The current rules allow virtual traders to take advantage of differences between day-ahead and real-time modeling, “which is what we term ‘false arbitrage,’” Bowring said. “It’s not helping the market.”
Ancillary Services, Gas
The report also repeats the Monitor’s call for new capital recovery factors (CRF) for black start units that incorporate current tax rates. Black start units also should be required to commit to providing black start service for the life of the unit, the IMM said.
It calculated that PJM is overpaying black start units $15 million annually under current rules, with lifetime overpayments totaling $96 million. Bowring acknowledged that black start owners dispute the Monitor’s calculations. “My guess is that [the dispute is] ultimately going to end up in front of the commission,” he said.
Bowring also had criticism for the natural gas market, citing the high prices experienced in ERCOT last month.
“I think that it’s very clear that market power is being exercised in the commodity market for gas during extreme conditions,” he said. “We think there should be an ISO for gas pipelines … which I think would be good for the business models of pipelines as well as its integration with the power markets.”
Coal Market Share Continues Decline
Last year saw a continuation in the shift away from coal and toward natural gas.
Coal-fired generation dropped by almost 21%, making up 19% of the total fuel mix for the year. Natural gas production rose almost 7% to claim a 40% market share, while nuclear was nearly unchanged at 34%. Wind production rose almost 10% to a 3.3% share, while solar with net energy metering rose 38% but amounted to only 0.5% of the total. Although battery production almost doubled to 36 GWh, its share was less than that for solar.
Coal-fired generators, which were the marginal real-time units three-quarters of the time as recently as 2008, were on the margin less than 20% of the time in 2020, with natural gas marginal almost 80% of the time.
For the second year in a row, average short run marginal costs for coal plants were higher than that for gas-fired combustion turbines.
Only 5% of coal units recovered their avoidable costs in 2020, down from 26% in 2019 and 68% in 2018. “The economics of coal remain very challenging,” Bowring said.
Seven coal units with a combined capacity of 2,361 MW are at risk of retirement out of a fleet of 49,744 MW, the IMM said. Also at risk are 50 combustion turbines totaling 1,829 MW and seven other units totaling 574 MW. All the at-risk units had an average age of at least 43 years.

- What you will do:
**a.** Decide whether each statement below agrees with the article on coal, gas and the Market Monitor. Answer yes or no for each, and quote the deciding words of the article.
(i) Coal-fired generation made up 19% of the total fuel mix for the year.
(ii) Battery production had a larger share than solar.
(iii) A larger share of coal units recovered their avoidable costs in 2020 than in 2019.
**b.** Reproduce word for word the part of the article on coal, gas and the Market Monitor that runs from "Coal-fired generation dropped" down to "of the time.".

- Entries provided:
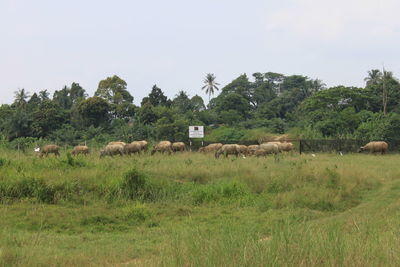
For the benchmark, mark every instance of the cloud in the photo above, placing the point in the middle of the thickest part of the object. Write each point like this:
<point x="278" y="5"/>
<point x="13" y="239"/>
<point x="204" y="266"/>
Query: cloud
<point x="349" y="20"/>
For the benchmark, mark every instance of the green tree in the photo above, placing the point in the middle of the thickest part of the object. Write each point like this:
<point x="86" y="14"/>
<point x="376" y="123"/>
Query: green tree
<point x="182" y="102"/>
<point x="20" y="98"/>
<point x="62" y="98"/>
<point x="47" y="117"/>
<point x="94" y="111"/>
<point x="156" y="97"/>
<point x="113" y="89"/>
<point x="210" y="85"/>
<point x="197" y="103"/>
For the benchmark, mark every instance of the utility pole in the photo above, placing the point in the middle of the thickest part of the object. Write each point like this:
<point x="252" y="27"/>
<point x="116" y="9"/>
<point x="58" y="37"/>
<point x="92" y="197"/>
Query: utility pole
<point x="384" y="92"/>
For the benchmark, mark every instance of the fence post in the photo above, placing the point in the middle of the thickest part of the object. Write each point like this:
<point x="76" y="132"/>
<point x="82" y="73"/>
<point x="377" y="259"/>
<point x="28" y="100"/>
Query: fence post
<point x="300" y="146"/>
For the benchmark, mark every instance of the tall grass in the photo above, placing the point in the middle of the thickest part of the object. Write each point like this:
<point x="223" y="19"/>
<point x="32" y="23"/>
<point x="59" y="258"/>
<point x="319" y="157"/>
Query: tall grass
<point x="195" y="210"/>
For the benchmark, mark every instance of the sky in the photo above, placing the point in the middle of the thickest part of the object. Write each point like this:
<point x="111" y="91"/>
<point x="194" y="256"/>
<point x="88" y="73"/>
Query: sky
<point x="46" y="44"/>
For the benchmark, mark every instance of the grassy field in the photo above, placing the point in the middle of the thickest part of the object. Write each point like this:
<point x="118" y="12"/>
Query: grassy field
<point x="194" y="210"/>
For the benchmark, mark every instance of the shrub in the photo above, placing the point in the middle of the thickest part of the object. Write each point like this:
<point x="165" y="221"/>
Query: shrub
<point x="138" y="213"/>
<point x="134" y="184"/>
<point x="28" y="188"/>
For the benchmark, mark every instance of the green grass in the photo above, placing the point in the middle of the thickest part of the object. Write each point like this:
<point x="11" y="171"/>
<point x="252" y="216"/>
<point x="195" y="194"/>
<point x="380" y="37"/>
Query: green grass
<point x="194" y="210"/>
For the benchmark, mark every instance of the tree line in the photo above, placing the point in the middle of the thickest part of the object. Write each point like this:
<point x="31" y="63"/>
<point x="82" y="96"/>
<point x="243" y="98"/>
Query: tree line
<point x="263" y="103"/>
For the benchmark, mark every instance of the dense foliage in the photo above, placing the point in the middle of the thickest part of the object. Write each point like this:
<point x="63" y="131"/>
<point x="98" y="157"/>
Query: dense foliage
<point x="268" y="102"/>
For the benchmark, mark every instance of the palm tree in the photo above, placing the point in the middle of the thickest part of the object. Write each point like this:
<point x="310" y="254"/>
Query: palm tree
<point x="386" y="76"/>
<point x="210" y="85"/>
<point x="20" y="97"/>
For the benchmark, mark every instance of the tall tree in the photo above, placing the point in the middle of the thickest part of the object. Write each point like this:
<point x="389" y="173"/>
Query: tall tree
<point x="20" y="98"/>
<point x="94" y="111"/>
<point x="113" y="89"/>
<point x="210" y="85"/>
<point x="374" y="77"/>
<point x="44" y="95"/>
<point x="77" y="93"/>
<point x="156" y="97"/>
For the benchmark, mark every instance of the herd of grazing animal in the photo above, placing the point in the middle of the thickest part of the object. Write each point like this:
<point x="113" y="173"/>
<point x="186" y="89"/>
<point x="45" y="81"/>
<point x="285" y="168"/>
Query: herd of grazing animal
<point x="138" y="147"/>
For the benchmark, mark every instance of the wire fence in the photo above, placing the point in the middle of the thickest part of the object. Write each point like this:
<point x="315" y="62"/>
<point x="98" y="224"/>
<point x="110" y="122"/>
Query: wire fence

- Answers by item number:
**a.**
(i) Yes: "Coal-fired generation dropped by almost 21%, making up 19% of the total fuel mix for the year."
(ii) No: "Although battery production almost doubled to 36 GWh, its share was less than that for solar."
(iii) No: "Only 5% of coal units recovered their avoidable costs in 2020, down from 26% in 2019 and 68% in 2018."

**b.**
Coal-fired generation dropped by almost 21%, making up 19% of the total fuel mix for the year. Natural gas production rose almost 7% to claim a 40% market share, while nuclear was nearly unchanged at 34%. Wind production rose almost 10% to a 3.3% share, while solar with net energy metering rose 38% but amounted to only 0.5% of the total. Although battery production almost doubled to 36 GWh, its share was less than that for solar.
Coal-fired generators, which were the marginal real-time units three-quarters of the time as recently as 2008, were on the margin less than 20% of the time in 2020, with natural gas marginal almost 80% of the time.